┌─ 条目

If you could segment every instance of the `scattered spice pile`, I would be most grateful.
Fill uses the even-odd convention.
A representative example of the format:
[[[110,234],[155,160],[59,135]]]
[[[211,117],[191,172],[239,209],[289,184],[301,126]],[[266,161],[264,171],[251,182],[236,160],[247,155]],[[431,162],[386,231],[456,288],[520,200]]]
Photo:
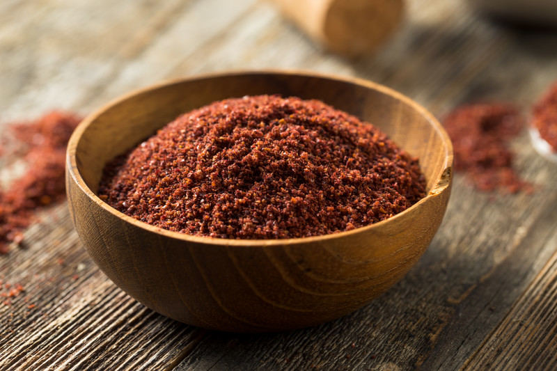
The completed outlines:
[[[503,103],[460,106],[444,120],[453,141],[455,169],[466,172],[482,191],[503,189],[514,194],[532,191],[512,169],[513,154],[507,142],[524,127],[524,120],[512,105]]]
[[[425,196],[418,160],[317,100],[260,95],[182,115],[105,168],[99,193],[173,231],[232,239],[326,235]]]
[[[53,111],[38,120],[8,126],[24,147],[25,174],[0,191],[0,253],[10,242],[21,244],[21,231],[33,221],[37,209],[63,200],[68,141],[81,119]]]
[[[533,125],[540,136],[557,152],[557,83],[534,106]]]

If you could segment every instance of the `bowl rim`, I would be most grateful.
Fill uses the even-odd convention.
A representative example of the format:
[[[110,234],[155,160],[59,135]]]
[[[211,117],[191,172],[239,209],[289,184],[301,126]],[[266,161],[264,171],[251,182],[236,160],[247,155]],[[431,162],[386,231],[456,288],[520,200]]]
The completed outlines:
[[[230,76],[243,76],[243,75],[254,75],[254,74],[268,74],[268,75],[290,75],[298,76],[301,77],[317,77],[322,79],[336,80],[342,82],[346,82],[355,85],[359,85],[366,88],[371,88],[382,93],[390,95],[395,99],[400,100],[405,104],[411,106],[414,109],[418,111],[421,115],[426,118],[426,120],[432,125],[434,130],[441,136],[442,141],[446,148],[446,155],[445,156],[445,164],[444,171],[441,172],[440,178],[437,180],[435,184],[431,190],[423,198],[421,199],[414,205],[408,207],[405,210],[393,215],[393,216],[385,219],[382,221],[374,223],[368,226],[359,227],[350,230],[345,230],[338,232],[335,233],[330,233],[328,235],[320,235],[317,236],[311,236],[305,237],[289,238],[289,239],[224,239],[211,237],[195,236],[193,235],[188,235],[180,232],[173,232],[168,230],[160,227],[157,227],[151,224],[148,224],[143,221],[139,221],[134,218],[129,216],[117,210],[116,209],[110,206],[108,203],[105,203],[100,198],[98,197],[87,185],[84,180],[79,172],[76,160],[77,148],[79,141],[85,131],[88,128],[91,123],[95,121],[100,116],[101,116],[106,110],[116,106],[123,102],[136,95],[139,95],[147,93],[150,90],[154,90],[168,86],[170,85],[175,85],[179,84],[187,83],[189,81],[205,80],[210,79],[215,79],[219,77],[230,77]],[[233,71],[226,71],[221,72],[213,72],[207,74],[196,74],[189,77],[180,77],[175,79],[165,79],[158,83],[149,85],[148,86],[135,89],[130,93],[116,97],[108,103],[102,105],[99,109],[90,113],[79,123],[77,127],[72,134],[70,141],[68,141],[68,148],[66,151],[66,168],[67,173],[72,177],[74,182],[77,184],[79,189],[83,191],[93,202],[100,206],[105,211],[109,212],[113,216],[123,219],[127,223],[131,223],[135,227],[146,230],[148,232],[162,235],[162,236],[168,238],[173,238],[180,239],[185,242],[189,242],[198,244],[204,244],[208,246],[283,246],[285,245],[294,245],[303,243],[315,243],[324,240],[342,239],[352,235],[361,233],[365,230],[372,230],[382,228],[389,221],[398,219],[410,212],[411,210],[419,207],[421,204],[425,203],[430,198],[435,197],[441,194],[447,187],[450,184],[450,180],[452,178],[452,167],[453,162],[453,143],[448,134],[444,129],[443,126],[439,120],[423,106],[417,103],[414,100],[404,95],[403,94],[384,85],[372,82],[369,80],[360,79],[358,77],[351,77],[345,76],[340,76],[334,74],[325,74],[317,72],[310,70],[277,70],[277,69],[265,69],[265,70],[239,70]],[[447,180],[445,174],[448,175]]]

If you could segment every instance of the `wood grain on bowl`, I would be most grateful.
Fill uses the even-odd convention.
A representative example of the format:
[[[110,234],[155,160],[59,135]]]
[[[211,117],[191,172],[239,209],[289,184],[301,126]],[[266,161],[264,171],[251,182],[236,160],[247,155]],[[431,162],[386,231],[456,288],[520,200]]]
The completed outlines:
[[[228,97],[272,93],[318,99],[377,126],[420,159],[428,196],[386,221],[348,232],[233,240],[162,230],[95,195],[108,161],[179,114]],[[168,317],[246,332],[337,318],[402,278],[441,223],[453,161],[439,123],[409,98],[362,80],[275,72],[191,78],[133,93],[86,118],[68,153],[74,223],[100,268],[132,297]]]

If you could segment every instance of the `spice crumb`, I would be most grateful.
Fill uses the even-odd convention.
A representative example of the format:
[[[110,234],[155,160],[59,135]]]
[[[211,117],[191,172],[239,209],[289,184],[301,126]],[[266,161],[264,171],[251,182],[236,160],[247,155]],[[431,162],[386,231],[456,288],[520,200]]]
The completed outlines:
[[[532,193],[533,187],[512,168],[514,154],[508,142],[524,128],[514,106],[485,103],[460,106],[444,121],[453,141],[455,169],[465,173],[480,191]]]
[[[185,113],[104,170],[101,199],[175,232],[228,239],[328,235],[425,196],[417,159],[372,125],[278,95]]]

└─

缩放资料中从开头到包含“[[[533,125],[540,136],[557,152],[557,83],[534,106]]]”的那一行（含首尾两端）的内容并全部重新写出：请求文字保留，只把答案里轮廓顶点的坐标值乘以1.85后四舍五入为整数（恰为0.5时进位），请求及其格式示例中的数字不变。输出中不要包含图片。

» **书面解答**:
If you could segment every instance of the `scattered spice pile`, I would be most grateful.
Fill uses the even-odd convention.
A representative example of the format:
[[[110,234],[155,160],[59,135]]]
[[[211,117],[191,172],[239,209],[289,184],[301,126]],[[266,161],[264,171],[251,182],[236,160],[247,155]],[[431,162],[386,231],[456,288],[520,200]]]
Photo:
The completed outlines:
[[[931,191],[851,196],[821,222],[838,261],[842,313],[862,318],[892,353],[931,350],[951,359],[984,353],[947,313],[949,285],[938,263],[969,235],[969,222],[947,194]]]
[[[786,363],[773,296],[586,185],[481,176],[337,213],[194,311],[183,357],[320,427],[429,442],[603,435]]]
[[[98,205],[70,222],[15,233],[44,272],[46,322],[0,353],[0,468],[19,448],[39,451],[39,427],[61,409],[68,387],[117,370],[126,261],[150,220]]]
[[[986,231],[999,252],[1030,281],[1030,154],[988,196]]]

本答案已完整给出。